- To do
Transcribe every one of the records below word for word, with no changes, and leave out the pictures.

Dataset entries:
_____

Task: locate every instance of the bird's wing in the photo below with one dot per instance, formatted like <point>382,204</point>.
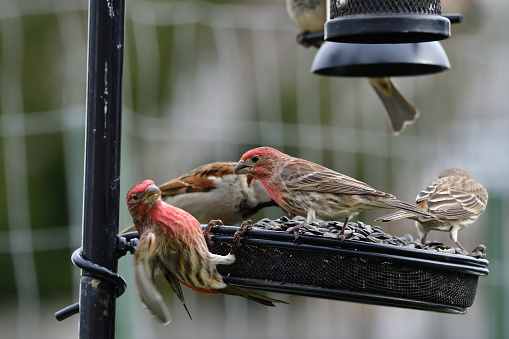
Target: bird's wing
<point>198,180</point>
<point>448,202</point>
<point>324,180</point>
<point>145,263</point>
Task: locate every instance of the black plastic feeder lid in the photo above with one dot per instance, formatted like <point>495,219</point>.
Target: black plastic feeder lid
<point>388,29</point>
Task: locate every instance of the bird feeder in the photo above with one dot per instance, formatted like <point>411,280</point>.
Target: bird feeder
<point>368,60</point>
<point>351,270</point>
<point>386,22</point>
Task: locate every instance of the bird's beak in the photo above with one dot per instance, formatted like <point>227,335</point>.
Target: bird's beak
<point>242,168</point>
<point>152,193</point>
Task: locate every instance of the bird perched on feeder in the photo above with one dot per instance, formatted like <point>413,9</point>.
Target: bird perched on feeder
<point>212,191</point>
<point>455,199</point>
<point>172,241</point>
<point>310,16</point>
<point>307,189</point>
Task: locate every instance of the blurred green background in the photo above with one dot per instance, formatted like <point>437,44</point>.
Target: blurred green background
<point>206,81</point>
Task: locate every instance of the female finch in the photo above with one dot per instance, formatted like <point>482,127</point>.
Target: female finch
<point>172,241</point>
<point>212,192</point>
<point>308,189</point>
<point>455,199</point>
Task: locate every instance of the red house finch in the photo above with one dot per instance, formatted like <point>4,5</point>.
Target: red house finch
<point>309,16</point>
<point>172,241</point>
<point>212,191</point>
<point>455,199</point>
<point>308,189</point>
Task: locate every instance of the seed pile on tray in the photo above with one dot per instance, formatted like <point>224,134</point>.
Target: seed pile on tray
<point>361,232</point>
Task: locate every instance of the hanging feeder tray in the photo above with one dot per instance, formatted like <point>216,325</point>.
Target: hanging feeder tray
<point>385,22</point>
<point>350,270</point>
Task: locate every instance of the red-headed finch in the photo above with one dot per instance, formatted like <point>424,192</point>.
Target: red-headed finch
<point>309,16</point>
<point>172,241</point>
<point>455,199</point>
<point>313,191</point>
<point>212,192</point>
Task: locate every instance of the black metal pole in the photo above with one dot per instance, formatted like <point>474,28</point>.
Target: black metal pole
<point>102,165</point>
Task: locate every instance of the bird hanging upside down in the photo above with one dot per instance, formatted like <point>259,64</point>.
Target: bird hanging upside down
<point>172,241</point>
<point>310,16</point>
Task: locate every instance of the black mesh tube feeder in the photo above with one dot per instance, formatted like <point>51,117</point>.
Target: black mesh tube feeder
<point>383,22</point>
<point>379,60</point>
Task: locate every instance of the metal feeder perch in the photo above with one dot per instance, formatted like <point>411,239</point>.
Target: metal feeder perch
<point>385,22</point>
<point>351,270</point>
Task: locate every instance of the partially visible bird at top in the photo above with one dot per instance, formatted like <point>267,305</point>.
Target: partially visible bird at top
<point>310,190</point>
<point>310,16</point>
<point>212,192</point>
<point>455,199</point>
<point>172,241</point>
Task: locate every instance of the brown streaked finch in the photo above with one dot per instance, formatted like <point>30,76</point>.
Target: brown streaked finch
<point>212,192</point>
<point>309,16</point>
<point>172,241</point>
<point>455,199</point>
<point>310,190</point>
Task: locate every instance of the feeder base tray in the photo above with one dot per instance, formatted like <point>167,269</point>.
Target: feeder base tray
<point>350,270</point>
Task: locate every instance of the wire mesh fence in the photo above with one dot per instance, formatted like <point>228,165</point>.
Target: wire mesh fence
<point>204,82</point>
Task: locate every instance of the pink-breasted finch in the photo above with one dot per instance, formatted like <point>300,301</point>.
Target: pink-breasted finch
<point>309,16</point>
<point>212,192</point>
<point>172,241</point>
<point>307,189</point>
<point>455,199</point>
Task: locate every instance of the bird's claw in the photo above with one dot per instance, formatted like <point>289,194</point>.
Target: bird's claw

_____

- Task result
Task: locate every instance of the bird's wing in the photo below with one dot per instance, formatted like <point>382,204</point>.
Target: bird's wing
<point>198,180</point>
<point>448,202</point>
<point>324,180</point>
<point>145,263</point>
Task: locate every instance of the black plastic feeder lid in the photo above with one dot per instance, formatted like <point>495,219</point>.
Target: black plastic feeder lid
<point>388,29</point>
Task: locate every instance of the bird feeder in the photo above with one dot per instance, formatted like <point>411,280</point>.
Target: bird feeder
<point>368,60</point>
<point>351,270</point>
<point>386,22</point>
Task: locate every instance of the bird's beak in the photo above with one dot per instance, formatted like <point>227,335</point>.
Target: bird's beak
<point>242,168</point>
<point>152,193</point>
Task: locate every instance of the bird perched on feeder in the photo above with one dot per instance, formatted like <point>413,9</point>.
Target: bird perched on feeder
<point>212,191</point>
<point>455,199</point>
<point>172,241</point>
<point>310,16</point>
<point>307,189</point>
Task: locate every instance of the blurred green background in the photo above with one dot per instance, formatted like <point>437,44</point>.
Target: blurred green background
<point>206,81</point>
Task: locate every instance of the female finch in the photo above with one dot per instance, formatted like <point>482,127</point>.
Target: female finch
<point>172,241</point>
<point>212,192</point>
<point>308,189</point>
<point>455,199</point>
Task: locate every instance of the red house finch in the photo above with one dot per instance, formatted like <point>4,5</point>.
Target: red house finch
<point>309,16</point>
<point>172,241</point>
<point>212,191</point>
<point>455,199</point>
<point>308,189</point>
Task: locate every instance of the seed pile on tray in the photo above with one dot per instance, formatted like <point>224,134</point>.
Target: seed pile on tray
<point>361,232</point>
Task: locate every instance of the hanging feeder tray in the photo above with one dot per instance, formatted like <point>216,325</point>.
Target: hanging feeder tray
<point>385,22</point>
<point>350,270</point>
Task: locate every instance of the red-headed finch in the photo above with one dot per instance, formatted like <point>424,192</point>.
Target: red-headed finch
<point>309,16</point>
<point>172,241</point>
<point>455,199</point>
<point>313,191</point>
<point>212,192</point>
Task: locate every instance of the black metal pole in the photo above with one dot per instance, formatted like <point>474,28</point>.
Target: black metal pole
<point>102,165</point>
Task: locate every instance of the bird hanging upside down in the photo above with one dot per instance, formatted like <point>259,64</point>.
Target: bird hanging upside down
<point>172,241</point>
<point>310,16</point>
Task: locate every instance of the black mesh tube feeder in the photo above with one dot per instance, formatted like <point>51,117</point>.
Target: black mesh tube feeder
<point>383,22</point>
<point>379,60</point>
Task: locate every instance of the metal feeder perch in the photo above with one dot per instance, formatted like <point>411,239</point>.
Target: metal feeder perch
<point>385,22</point>
<point>351,270</point>
Task: locate every instance of the partially visible bird at top in the photo above with one dot per instance, formatted like <point>267,305</point>.
Target: partially visible bird at top
<point>310,190</point>
<point>310,16</point>
<point>212,192</point>
<point>455,199</point>
<point>172,241</point>
Task: locate every instance of the brown streaked finch in the photo above with one dot per instance, formatted like <point>30,76</point>.
Target: brown streaked finch
<point>212,192</point>
<point>309,16</point>
<point>172,241</point>
<point>455,199</point>
<point>310,190</point>
Task: locate every instance of the feeder base tray in the photo above with one dot per instance, formatted like <point>167,269</point>.
Target: feeder base tray
<point>350,270</point>
Task: locate every instance of the wire mesh fence in the photo above with one dot per instance, formatted like <point>228,165</point>.
Target: wire mesh fence
<point>204,82</point>
Task: locate every instance of the pink-breasted finch in the photo above with one dot per instance, formatted like <point>300,301</point>.
Target: pink-breasted finch
<point>309,16</point>
<point>212,192</point>
<point>172,241</point>
<point>307,189</point>
<point>455,199</point>
Task: locate every instance of the bird's claw in the photo above with one dot per instance, formatted like <point>289,194</point>.
Target: bird's claw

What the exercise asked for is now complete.